(Image-grounded pointing data)

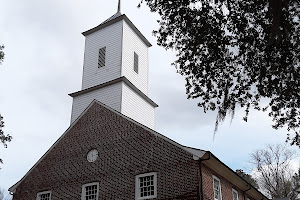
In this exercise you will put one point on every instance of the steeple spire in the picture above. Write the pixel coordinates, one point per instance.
(119, 6)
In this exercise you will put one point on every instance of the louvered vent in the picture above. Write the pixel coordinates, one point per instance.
(101, 60)
(136, 62)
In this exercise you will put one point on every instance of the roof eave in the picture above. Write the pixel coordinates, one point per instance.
(122, 17)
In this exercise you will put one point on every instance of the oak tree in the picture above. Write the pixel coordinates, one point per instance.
(236, 53)
(273, 170)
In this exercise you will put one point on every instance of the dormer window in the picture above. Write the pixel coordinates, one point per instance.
(101, 59)
(136, 62)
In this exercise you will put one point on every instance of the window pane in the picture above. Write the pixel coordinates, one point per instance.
(146, 186)
(101, 59)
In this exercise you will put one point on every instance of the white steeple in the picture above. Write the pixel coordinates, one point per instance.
(115, 70)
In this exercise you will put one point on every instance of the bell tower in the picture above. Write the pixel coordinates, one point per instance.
(115, 70)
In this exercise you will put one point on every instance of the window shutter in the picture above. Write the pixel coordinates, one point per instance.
(101, 59)
(136, 62)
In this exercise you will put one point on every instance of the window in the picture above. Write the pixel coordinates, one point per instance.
(235, 194)
(146, 186)
(90, 191)
(136, 62)
(217, 188)
(46, 195)
(101, 59)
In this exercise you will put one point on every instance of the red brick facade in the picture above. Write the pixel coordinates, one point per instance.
(226, 186)
(125, 150)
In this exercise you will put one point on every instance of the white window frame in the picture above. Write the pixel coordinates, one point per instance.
(137, 186)
(237, 194)
(84, 189)
(44, 192)
(220, 187)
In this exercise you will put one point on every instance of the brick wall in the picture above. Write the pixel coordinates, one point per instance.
(125, 150)
(226, 186)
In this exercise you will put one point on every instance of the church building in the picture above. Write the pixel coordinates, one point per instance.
(111, 150)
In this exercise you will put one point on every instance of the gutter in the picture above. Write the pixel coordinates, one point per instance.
(200, 172)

◆ Directions
Please restate, exactly as written, the line that holds "the window pane" and all remaining lines of the data above, and only those.

◆ Exercise output
In this exercise you will put one point on every instance of the window pane in the picture above. Write the pixel coordinates, one point per instance.
(146, 186)
(101, 59)
In this exercise you will put one point on every instance of the white steeple in the picture above. Write the pixel coordinates, one point per instance.
(115, 70)
In this exercise you will put one point on every instance of the bell tower in the picture above. Write the pixel coordinates, one point per instance.
(115, 70)
In this exercise you will put one point on every instance of the window shutter in the picture above. Write the pixel coordinates, one point per instance.
(101, 59)
(136, 62)
In this exercise you will put one point on every instance of the window in the picture above. Write the pixel coordinates, one point per instance.
(235, 194)
(146, 186)
(90, 191)
(136, 62)
(217, 188)
(46, 195)
(101, 59)
In this exercise you will put one point on every instance of the red brick facade in the picture above. Write the pixel coordinates, one point per instance.
(226, 186)
(125, 150)
In this exercise you will put one point on every instance of the white window frame in the picture above. Write the pixel coordinates, one point per instance.
(137, 186)
(237, 194)
(84, 189)
(44, 192)
(220, 187)
In this exercise you will put one point on every instance of the brick wall in the picture above. Write the pixel coordinates, one point per instance.
(125, 150)
(226, 186)
In this exercise you will put one point on every instance of the church building in the picture above. Write the pixel coordinates, one point per instance.
(111, 150)
In this exercise you will put one point on every instance of the gutter in the picture above. Write the pixel coordinates, one point per instance.
(200, 172)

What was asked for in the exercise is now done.